▶ **Task prompt**:
Track down each line below containing the string "arch" and copy it.

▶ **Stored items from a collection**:
********

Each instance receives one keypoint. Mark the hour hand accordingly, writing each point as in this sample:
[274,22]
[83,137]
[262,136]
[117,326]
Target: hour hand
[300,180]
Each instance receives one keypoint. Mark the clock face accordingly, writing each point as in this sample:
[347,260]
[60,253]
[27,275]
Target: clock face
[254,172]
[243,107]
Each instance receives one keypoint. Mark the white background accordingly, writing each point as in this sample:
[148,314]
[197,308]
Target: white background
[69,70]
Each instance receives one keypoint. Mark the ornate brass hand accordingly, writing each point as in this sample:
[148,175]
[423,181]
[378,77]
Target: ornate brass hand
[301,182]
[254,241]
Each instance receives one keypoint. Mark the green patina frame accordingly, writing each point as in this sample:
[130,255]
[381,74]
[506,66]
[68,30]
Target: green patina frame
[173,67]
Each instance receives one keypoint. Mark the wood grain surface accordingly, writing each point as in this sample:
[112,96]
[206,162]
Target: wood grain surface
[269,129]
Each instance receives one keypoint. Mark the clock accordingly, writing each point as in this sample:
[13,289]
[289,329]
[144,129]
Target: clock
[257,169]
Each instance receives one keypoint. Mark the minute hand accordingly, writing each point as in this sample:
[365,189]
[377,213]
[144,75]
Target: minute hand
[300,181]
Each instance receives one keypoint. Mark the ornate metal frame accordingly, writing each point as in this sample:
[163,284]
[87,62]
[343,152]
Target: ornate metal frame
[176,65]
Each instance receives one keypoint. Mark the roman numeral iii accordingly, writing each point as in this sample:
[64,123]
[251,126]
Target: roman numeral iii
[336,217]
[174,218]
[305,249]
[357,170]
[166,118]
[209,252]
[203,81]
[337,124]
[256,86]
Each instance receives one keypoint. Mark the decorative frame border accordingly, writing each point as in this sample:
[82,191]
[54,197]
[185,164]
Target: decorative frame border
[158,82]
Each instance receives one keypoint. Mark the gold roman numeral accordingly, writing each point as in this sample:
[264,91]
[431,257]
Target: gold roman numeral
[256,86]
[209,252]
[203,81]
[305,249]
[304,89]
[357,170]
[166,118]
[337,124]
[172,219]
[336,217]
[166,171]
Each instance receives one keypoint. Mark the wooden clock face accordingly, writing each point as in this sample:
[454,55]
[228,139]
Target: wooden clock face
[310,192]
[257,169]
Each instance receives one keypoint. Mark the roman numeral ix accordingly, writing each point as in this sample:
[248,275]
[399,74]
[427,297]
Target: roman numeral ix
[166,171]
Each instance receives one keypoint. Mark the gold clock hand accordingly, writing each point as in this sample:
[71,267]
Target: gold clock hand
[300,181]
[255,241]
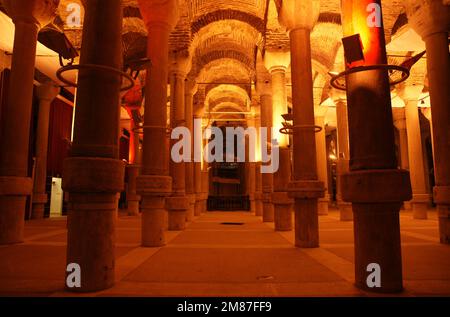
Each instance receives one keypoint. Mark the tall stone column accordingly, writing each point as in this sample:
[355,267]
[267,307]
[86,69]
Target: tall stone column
[277,63]
[155,183]
[322,159]
[299,17]
[29,16]
[133,169]
[190,90]
[264,89]
[374,185]
[258,193]
[400,124]
[198,140]
[258,175]
[93,174]
[178,204]
[421,199]
[205,186]
[340,100]
[250,166]
[431,20]
[46,93]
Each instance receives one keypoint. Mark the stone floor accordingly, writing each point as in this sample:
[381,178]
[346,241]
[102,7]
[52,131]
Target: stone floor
[210,258]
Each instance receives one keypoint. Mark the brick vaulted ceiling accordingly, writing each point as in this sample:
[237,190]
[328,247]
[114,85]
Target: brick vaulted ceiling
[224,36]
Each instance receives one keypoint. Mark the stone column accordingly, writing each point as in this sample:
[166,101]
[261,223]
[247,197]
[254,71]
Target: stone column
[29,17]
[258,194]
[133,170]
[421,199]
[46,93]
[205,187]
[93,174]
[178,204]
[277,63]
[431,20]
[264,90]
[400,124]
[374,185]
[198,153]
[281,201]
[258,175]
[299,17]
[190,90]
[322,159]
[340,100]
[250,166]
[155,184]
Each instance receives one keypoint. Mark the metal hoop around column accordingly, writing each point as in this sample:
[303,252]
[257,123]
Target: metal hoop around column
[339,81]
[62,70]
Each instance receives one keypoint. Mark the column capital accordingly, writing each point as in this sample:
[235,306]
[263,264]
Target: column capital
[428,16]
[399,117]
[199,112]
[47,91]
[39,12]
[427,113]
[159,12]
[409,92]
[298,14]
[338,96]
[320,111]
[191,86]
[277,60]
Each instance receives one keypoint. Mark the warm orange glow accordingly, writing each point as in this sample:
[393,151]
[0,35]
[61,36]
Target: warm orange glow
[363,17]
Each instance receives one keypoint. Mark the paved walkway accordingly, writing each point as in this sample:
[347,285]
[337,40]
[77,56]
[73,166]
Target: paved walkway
[225,254]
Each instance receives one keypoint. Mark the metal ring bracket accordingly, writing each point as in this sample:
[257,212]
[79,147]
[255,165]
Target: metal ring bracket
[339,81]
[62,70]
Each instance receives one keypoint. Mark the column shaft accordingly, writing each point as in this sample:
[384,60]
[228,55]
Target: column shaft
[178,204]
[15,184]
[267,179]
[46,94]
[322,164]
[421,198]
[374,185]
[438,65]
[304,143]
[345,208]
[154,184]
[189,166]
[93,174]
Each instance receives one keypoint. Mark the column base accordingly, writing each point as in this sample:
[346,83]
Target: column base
[444,223]
[372,247]
[90,239]
[153,190]
[306,194]
[268,212]
[377,225]
[345,211]
[322,206]
[282,211]
[177,208]
[190,213]
[12,215]
[198,207]
[153,222]
[13,197]
[133,208]
[306,223]
[38,207]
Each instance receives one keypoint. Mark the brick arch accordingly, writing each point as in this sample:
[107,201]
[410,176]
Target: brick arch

********

▶ **Task output**:
Each instance receives one keypoint. Mark the brick arch accordingly, writing each point as in this sample:
Target: brick arch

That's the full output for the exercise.